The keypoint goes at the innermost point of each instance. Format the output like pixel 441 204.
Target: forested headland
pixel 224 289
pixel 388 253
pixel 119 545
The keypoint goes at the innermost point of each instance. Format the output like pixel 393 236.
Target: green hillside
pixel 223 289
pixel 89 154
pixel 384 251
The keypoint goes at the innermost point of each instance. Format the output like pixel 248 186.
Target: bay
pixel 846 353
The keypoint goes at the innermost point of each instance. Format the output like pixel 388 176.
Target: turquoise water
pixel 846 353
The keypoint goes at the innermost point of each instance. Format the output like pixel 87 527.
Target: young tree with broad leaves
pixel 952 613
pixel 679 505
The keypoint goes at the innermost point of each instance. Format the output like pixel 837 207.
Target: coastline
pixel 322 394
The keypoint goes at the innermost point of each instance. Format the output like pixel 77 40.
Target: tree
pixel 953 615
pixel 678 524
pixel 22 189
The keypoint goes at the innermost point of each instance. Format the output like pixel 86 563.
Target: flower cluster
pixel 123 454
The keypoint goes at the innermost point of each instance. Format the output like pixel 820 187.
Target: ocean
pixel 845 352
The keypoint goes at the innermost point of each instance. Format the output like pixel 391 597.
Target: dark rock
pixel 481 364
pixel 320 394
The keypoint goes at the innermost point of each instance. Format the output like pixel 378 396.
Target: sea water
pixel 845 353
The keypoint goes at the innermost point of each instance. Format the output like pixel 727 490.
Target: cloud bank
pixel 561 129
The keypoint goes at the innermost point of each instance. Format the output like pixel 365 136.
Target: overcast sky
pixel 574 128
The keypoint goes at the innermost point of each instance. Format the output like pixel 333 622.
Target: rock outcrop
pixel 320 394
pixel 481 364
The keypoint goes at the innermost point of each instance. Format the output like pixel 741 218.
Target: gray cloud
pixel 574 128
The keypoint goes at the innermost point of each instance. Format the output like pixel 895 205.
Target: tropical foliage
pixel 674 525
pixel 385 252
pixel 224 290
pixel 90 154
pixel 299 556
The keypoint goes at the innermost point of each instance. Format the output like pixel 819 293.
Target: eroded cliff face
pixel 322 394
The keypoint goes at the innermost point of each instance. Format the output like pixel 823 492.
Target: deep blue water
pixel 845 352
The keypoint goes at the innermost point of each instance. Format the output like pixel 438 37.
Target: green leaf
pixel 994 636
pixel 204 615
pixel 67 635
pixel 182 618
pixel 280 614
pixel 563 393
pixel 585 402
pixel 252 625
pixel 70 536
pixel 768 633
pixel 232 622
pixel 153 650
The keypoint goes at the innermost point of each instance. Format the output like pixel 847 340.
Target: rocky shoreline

□ □ □ □ □

### Action item
In the answer, every line above should be retyped exactly.

### Solved problem
The keypoint goes at the innermost point of each instance. Format the output like pixel 441 204.
Target: forested headland
pixel 224 289
pixel 388 253
pixel 119 545
The keypoint goes at the innermost point of each instance. Format the output like pixel 393 236.
Target: green hillside
pixel 223 289
pixel 89 154
pixel 384 251
The keypoint goes at the innermost point of each instance. Format the output like pixel 248 186.
Target: bay
pixel 846 353
The keypoint goes at the innermost point of each instance. Format the output like pixel 388 176.
Target: turquoise water
pixel 846 353
The keypoint goes at the innermost point of each instance. Format the output like pixel 87 527.
Target: young tree with broad leaves
pixel 952 613
pixel 679 505
The keypoint goes at the innermost point of each instance. Format the output like pixel 837 207.
Target: coastline
pixel 322 394
The keypoint goes at the innermost point of each instance. Format the output like pixel 77 40.
Target: tree
pixel 953 615
pixel 678 524
pixel 22 189
The keypoint goes at the innermost point of each instance. Format the output like pixel 86 563.
Target: flower cluster
pixel 123 454
The keypoint goes at the innermost point of each instance. Format the output like pixel 820 187.
Target: ocean
pixel 845 352
The keypoint goes at the innermost point of each instance. Format the output like pixel 391 597.
Target: dark rock
pixel 481 364
pixel 320 394
The keypoint goes at the innermost point of each instance. Format the output like pixel 378 396.
Target: sea water
pixel 845 353
The keypoint goes at the innermost point of each instance. Format the output like pixel 727 490.
Target: cloud bank
pixel 561 129
The keypoint goes at the innermost point of each instance. Format the output like pixel 365 136.
Target: overcast sky
pixel 574 128
The keypoint goes at the innermost point of each instance. Format the output like pixel 333 622.
Target: rock outcrop
pixel 320 394
pixel 481 364
The keypoint goes at the innermost point of each instance. Format the output like pixel 741 218.
Target: gray cloud
pixel 574 128
The keypoint goes at the innermost point of each instance. Format the output like pixel 895 205.
Target: tropical foliage
pixel 674 525
pixel 385 252
pixel 224 290
pixel 90 154
pixel 299 556
The keypoint goes at the innermost point of each instance. Format the output like pixel 819 293.
Target: eroded cliff face
pixel 322 394
The keypoint goes at the innermost point of each instance. Format the output like pixel 823 492.
Target: deep blue water
pixel 845 352
The keypoint goes at the innermost point of each instance. Format the output like pixel 438 37.
Target: green leaf
pixel 994 636
pixel 204 615
pixel 67 635
pixel 182 618
pixel 280 614
pixel 563 393
pixel 585 402
pixel 252 625
pixel 70 536
pixel 768 633
pixel 232 622
pixel 153 650
The keypoint goes at the innermost point of each instance. Format the output like pixel 847 340.
Target: rocky shoreline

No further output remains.